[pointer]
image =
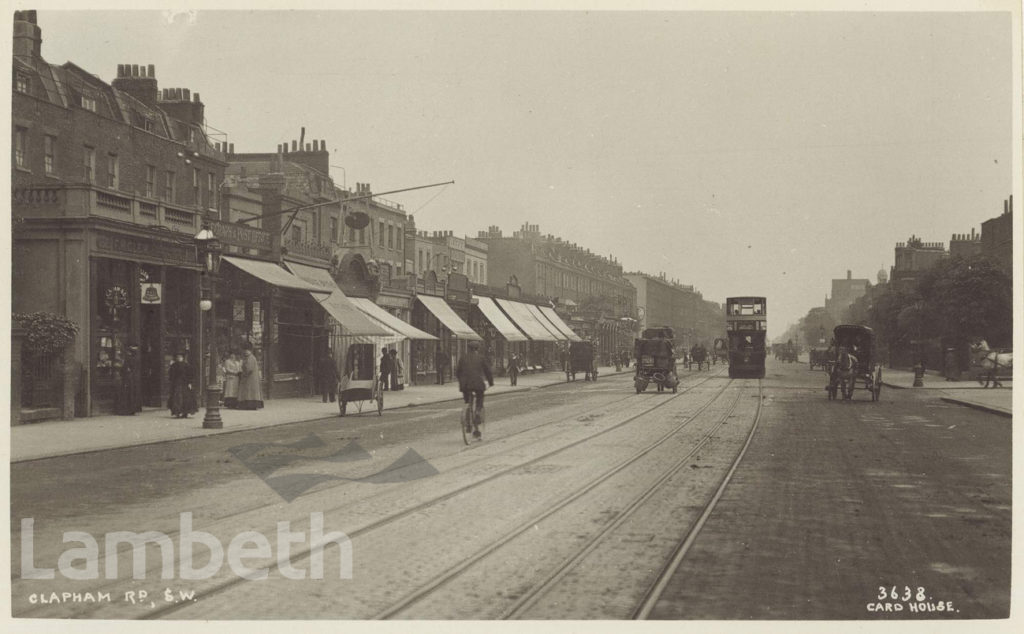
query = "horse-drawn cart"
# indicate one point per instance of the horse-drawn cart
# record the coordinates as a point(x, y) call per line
point(854, 362)
point(581, 360)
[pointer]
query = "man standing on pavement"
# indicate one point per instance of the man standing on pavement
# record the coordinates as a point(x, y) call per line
point(328, 375)
point(386, 369)
point(471, 372)
point(441, 362)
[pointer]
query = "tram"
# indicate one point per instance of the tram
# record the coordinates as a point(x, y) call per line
point(747, 324)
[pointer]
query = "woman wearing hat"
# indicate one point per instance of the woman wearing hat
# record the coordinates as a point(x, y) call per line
point(182, 400)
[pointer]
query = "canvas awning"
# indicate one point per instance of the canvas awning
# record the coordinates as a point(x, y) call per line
point(398, 327)
point(446, 315)
point(559, 324)
point(536, 311)
point(352, 321)
point(271, 273)
point(522, 318)
point(501, 323)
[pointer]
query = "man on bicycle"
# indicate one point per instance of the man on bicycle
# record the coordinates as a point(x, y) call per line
point(471, 371)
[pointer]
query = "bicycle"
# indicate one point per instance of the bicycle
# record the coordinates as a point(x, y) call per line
point(477, 418)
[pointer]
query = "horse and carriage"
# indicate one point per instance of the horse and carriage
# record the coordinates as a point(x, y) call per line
point(581, 358)
point(655, 360)
point(854, 363)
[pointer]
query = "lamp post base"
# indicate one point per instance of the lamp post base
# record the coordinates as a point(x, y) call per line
point(211, 420)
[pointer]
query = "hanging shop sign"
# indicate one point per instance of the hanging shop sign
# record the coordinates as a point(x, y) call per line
point(152, 293)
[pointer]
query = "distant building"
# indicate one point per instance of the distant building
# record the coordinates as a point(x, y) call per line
point(997, 238)
point(914, 256)
point(844, 293)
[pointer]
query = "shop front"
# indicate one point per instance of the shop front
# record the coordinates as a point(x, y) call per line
point(143, 295)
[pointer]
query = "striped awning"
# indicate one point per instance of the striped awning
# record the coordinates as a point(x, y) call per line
point(501, 323)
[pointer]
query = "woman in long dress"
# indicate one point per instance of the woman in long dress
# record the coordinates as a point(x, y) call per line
point(232, 374)
point(182, 400)
point(250, 396)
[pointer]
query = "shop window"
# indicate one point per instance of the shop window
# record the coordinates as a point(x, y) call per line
point(20, 143)
point(112, 171)
point(49, 144)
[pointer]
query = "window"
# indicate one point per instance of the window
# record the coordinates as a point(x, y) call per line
point(20, 142)
point(89, 163)
point(48, 144)
point(169, 186)
point(112, 171)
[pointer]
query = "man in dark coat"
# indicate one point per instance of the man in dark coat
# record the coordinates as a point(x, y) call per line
point(472, 370)
point(387, 368)
point(328, 376)
point(441, 362)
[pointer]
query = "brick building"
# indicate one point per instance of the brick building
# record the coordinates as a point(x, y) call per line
point(110, 184)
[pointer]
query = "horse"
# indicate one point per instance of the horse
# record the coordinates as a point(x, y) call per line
point(845, 373)
point(991, 362)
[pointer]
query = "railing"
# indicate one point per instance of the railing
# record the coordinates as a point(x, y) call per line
point(36, 196)
point(41, 381)
point(310, 249)
point(111, 201)
point(179, 216)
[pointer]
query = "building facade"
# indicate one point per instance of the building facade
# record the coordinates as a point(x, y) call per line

- **Exercise goal**
Reproduce the records word for word from their first line through the line containing "point(747, 324)", both ends included. Leave the pictures out.

- **In response**
[pointer]
image =
query = "horse-drawn cart"
# indicate one point per instance of the horse-drawn cart
# record the coordinates as a point(x, y) call per line
point(854, 362)
point(581, 360)
[pointer]
query = "man standing on pavement"
# indicate one point per instance of the man standing on pavement
# record the coordinates as a point(x, y) call per line
point(328, 375)
point(386, 369)
point(471, 372)
point(441, 362)
[pointer]
query = "tram"
# indicate one point per instance of the tram
# record the coordinates as a point(x, y) call per line
point(747, 324)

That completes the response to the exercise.